## Énoncé
Recopiez fidèlement le passage de la chronique situé entre « Cette question, qui » et « est aujourd’hui épuisée. », ces deux bornes comprises.

## Extrait
Ma chronique du 22 décembre dans l'émission Lumière de l'orthodoxie (textes et podcast), sur Radio Notre-Dame, abordait la question de la transformation intérieure dans un chemin spirituel chrétien à l’occasion de la parution récente d'un ouvrage passionnant.
Le temps de la Nativité, et plus
généralement la période hivernale, est tout particulièrement propice à
un regard porté sur soi-même en vue d’un renouvellement. Le livre du père Philippe Dautais, paru il y a peu, intitulé Si tu veux entrer dans la vie - Thérapie et croissance spirituelle, aux éditions Nouvelle Cité,
s’avère précieux à cet égard. Il approfondit la question de la
transformation de notre intériorité selon le projet voulu par Dieu pour
l’être humain. Celui-ci peut se résumer en disant- en reprenant les
versets 26 et 27 du chapitre 1 de la Genèse - qu’il s’agit de
passer de l’image à la ressemblance. Le père Philippe rappelle que « la
plupart des Pères de l’Église font la distinction entre l’image qui est
inscrite dans l’être humain et la ressemblance qui est à acquérir par
une coopération divino-humaine ». Cette démarche amène à affronter pour
les traverser, et s’en enrichir, les épreuves, obstacles et douleurs que
l’on rencontre dans l’existence et qui s’opposent à cette
transformation.
Cette question, qui rassemble foi,
tradition chrétienne, psychologie et tradition ascétique, a été
plusieurs fois traitée par des auteurs orthodoxes contemporains. Je
pense notamment à Jean-Claude Larchet, avec ses ouvrages
sur la thérapeutique et la théologie de la maladie, la souffrance,
l’inconscient spirituel, etc., mais aussi au livre d’un évêque grec, Mgr
Hiérothéos (Vlachos), métropolite de Nafpaktos, nommé Psychothérapie orthodoxe, dont l’édition française est aujourd’hui épuisée.

## Données fournies
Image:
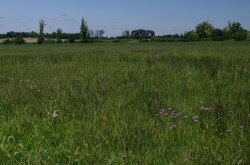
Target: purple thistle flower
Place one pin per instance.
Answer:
(173, 127)
(207, 110)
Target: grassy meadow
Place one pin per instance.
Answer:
(125, 103)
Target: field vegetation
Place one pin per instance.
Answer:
(125, 103)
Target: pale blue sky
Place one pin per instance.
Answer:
(114, 16)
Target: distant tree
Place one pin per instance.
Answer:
(190, 36)
(11, 34)
(84, 30)
(236, 31)
(234, 27)
(126, 34)
(142, 34)
(204, 30)
(218, 35)
(240, 35)
(59, 33)
(91, 33)
(99, 33)
(19, 40)
(41, 31)
(72, 39)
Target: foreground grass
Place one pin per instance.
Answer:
(109, 98)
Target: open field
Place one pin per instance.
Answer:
(110, 96)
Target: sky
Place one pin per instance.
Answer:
(115, 16)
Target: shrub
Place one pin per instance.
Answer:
(240, 35)
(72, 39)
(40, 40)
(19, 40)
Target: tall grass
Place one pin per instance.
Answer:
(125, 103)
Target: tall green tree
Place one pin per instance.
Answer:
(236, 31)
(59, 33)
(204, 30)
(41, 37)
(84, 30)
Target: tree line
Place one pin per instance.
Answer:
(204, 31)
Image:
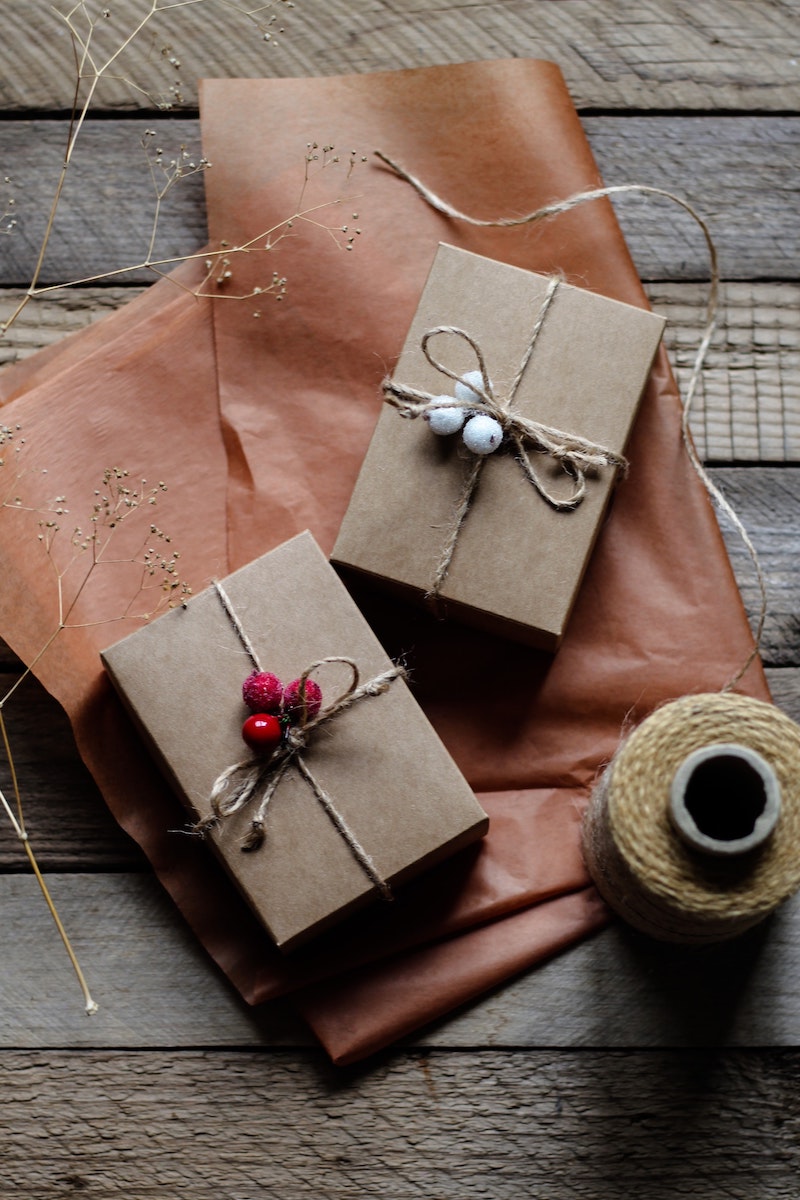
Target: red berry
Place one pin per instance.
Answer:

## Résultat de l'exercice
Cette question, qui rassemble foi,
tradition chrétienne, psychologie et tradition ascétique, a été
plusieurs fois traitée par des auteurs orthodoxes contemporains. Je
pense notamment à Jean-Claude Larchet, avec ses ouvrages
sur la thérapeutique et la théologie de la maladie, la souffrance,
l’inconscient spirituel, etc., mais aussi au livre d’un évêque grec, Mgr
Hiérothéos (Vlachos), métropolite de Nafpaktos, nommé Psychothérapie orthodoxe, dont l’édition française est aujourd’hui épuisée.